> [Input material]:
::::

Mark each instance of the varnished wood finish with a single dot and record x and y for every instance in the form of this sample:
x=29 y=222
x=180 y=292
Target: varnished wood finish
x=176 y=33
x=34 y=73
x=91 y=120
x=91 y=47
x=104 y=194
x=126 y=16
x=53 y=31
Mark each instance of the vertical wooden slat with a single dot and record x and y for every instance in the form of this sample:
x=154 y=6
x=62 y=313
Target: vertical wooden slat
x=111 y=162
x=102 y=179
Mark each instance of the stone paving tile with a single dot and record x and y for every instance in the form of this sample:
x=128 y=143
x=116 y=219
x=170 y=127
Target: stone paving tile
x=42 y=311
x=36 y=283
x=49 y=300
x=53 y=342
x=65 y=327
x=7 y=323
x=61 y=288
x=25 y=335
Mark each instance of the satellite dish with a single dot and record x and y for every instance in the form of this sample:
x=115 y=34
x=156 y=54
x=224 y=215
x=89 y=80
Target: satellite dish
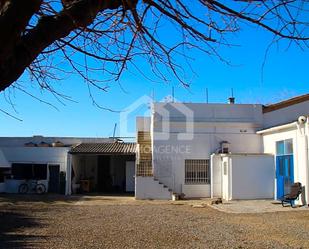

::::

> [Exercise brief]: Copy out the records word for word, starting at the line containing "Mark each instance of the stone" and continuing through the end of the records. Include that first line, and leave out the pictures.

> [Solution below]:
Mark each instance of the stone paving tile with a single dot and record x and y for every instance in the form of this sample:
x=128 y=143
x=116 y=219
x=170 y=127
Target: stone paving tile
x=42 y=311
x=36 y=283
x=49 y=300
x=53 y=342
x=65 y=327
x=7 y=323
x=61 y=288
x=25 y=335
Mark each instance of the satellite dish with a single dot and record x and y for every instance in the form of this sample:
x=115 y=34
x=156 y=54
x=224 y=215
x=89 y=80
Target: satellite dish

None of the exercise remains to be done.